_OBJETIVO 1_. Indique se cada afirmação abaixo está de acordo com o trecho sobre o varejo em 2024, respondendo sim ou não e citando literalmente as palavras do trecho que decidem a resposta. (a) Oscar Frank é economista-chefe da CDL Porto Alegre. (b) Segundo Patricia Palermo, a desinflação seguirá em ritmo maior em 2024. (c) Para Oscar Frank, a renda real define o poder de compra das pessoas.

Já o varejo como ele é no dia a dia, com a barriga no balcão, como costumam dizer os veteranos do ramo, vai combinar, com mais intensidade, apostam fontes ouvidas pela coluna Minuto Varejo, o modelo digital + físico, que gerou o consumidor híbrido, e desafios para segmentos que vêm precisando operar com o caixa ligado a um aparelho de eletrocardiograma.
"O varejo precisa observar três elementos em 2024: renda real, confiança dos consumidores e crédito. O primeiro define o poder de compra das pessoas. No segundo, se os consumidores não estiverem confiantes, não vão gastar. O terceiro abrange as condições de acesso a crédito, da facilidade ao custo dos recursos", receita Oscar Frank, economista-chefe da CDL Porto Alegre.
A economista-chefe da Fecomércio-RS, Patricia Palermo, pondera, adicionando mais variáveis que fogem do controle do chão da loja, como o processo de desinflação, que marcou e foi decisivo no desempenho deste ano, que será em ritmo menor em 2024 e vai influenciar as decisões do Banco Central (BC). O elemento mais decisivo será a questão fiscal, avisa ela: "Se o governo chutar o pau da barraca, vamos ter problemas. O BC pode continuar baixando os juros sem ter condições, devido ao descontrole inflacionário, o que é pior do que ficar baixando a taxa".

_OBJETIVO 2_. Desloque em -138 as coordenadas x e y de todas as respostas nas linhas dos dados, da linha que contém "the horse eye." até a última linha dos dados, ambas incluídas. Reescreva apenas essas linhas e mantenha os pedidos sem alteração.

_DADOS FORNECIDOS_.
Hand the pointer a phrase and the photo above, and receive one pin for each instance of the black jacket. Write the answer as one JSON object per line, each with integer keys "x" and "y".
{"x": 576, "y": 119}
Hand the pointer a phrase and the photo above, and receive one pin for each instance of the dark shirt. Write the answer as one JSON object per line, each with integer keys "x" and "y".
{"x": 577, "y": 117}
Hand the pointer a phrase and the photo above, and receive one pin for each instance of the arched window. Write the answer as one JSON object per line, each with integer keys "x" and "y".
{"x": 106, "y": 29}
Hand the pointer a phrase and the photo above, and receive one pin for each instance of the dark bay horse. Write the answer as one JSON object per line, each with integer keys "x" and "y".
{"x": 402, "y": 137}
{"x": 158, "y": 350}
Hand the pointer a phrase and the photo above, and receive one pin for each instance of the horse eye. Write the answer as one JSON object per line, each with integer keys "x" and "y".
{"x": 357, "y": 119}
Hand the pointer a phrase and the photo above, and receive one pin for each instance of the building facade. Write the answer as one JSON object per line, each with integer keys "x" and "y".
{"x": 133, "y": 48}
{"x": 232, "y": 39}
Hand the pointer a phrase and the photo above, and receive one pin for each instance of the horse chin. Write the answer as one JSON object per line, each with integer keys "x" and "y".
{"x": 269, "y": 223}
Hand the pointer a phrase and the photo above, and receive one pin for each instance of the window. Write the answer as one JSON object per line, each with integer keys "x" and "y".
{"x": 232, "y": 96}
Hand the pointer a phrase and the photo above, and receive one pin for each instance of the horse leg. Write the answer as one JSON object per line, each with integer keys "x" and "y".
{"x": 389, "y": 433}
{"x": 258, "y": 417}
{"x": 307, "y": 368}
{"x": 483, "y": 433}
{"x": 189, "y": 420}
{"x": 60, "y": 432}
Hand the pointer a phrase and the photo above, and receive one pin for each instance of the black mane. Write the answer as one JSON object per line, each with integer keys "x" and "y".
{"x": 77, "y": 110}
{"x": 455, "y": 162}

_RESULTADO DA TAREFA 1_.
(a) Sim: "receita Oscar Frank, economista-chefe da CDL Porto Alegre".
(b) Não: "que será em ritmo menor em 2024".
(c) Sim: "O primeiro define o poder de compra das pessoas".

_RESULTADO DA TAREFA 2_.
Hand the pointer a phrase and the photo above, and receive one pin for each instance of the horse eye. Write the answer as one JSON object per line, each with integer keys "x" and "y".
{"x": 219, "y": -19}
Hand the pointer a phrase and the photo above, and receive one pin for each instance of the building facade. Write the answer as one JSON object per line, each with integer keys "x" and "y".
{"x": -5, "y": -90}
{"x": 94, "y": -99}
Hand the pointer a phrase and the photo above, and receive one pin for each instance of the horse chin. Write the answer as one JSON object per line, each with integer keys "x" and "y".
{"x": 131, "y": 85}
Hand the pointer a phrase and the photo above, and receive one pin for each instance of the window. Write the answer as one JSON object per line, each with integer keys "x" and "y".
{"x": 94, "y": -42}
Hand the pointer a phrase and the photo above, and receive one pin for each instance of the horse leg. Write the answer as one JSON object per line, each with integer keys "x" and "y".
{"x": 251, "y": 295}
{"x": 120, "y": 279}
{"x": 169, "y": 230}
{"x": 345, "y": 295}
{"x": 51, "y": 282}
{"x": -78, "y": 294}
Hand the pointer a phrase and the photo above, and receive one pin for each instance of the black mane. Write the answer as one JSON object per line, each with integer keys "x" and "y".
{"x": -61, "y": -28}
{"x": 317, "y": 24}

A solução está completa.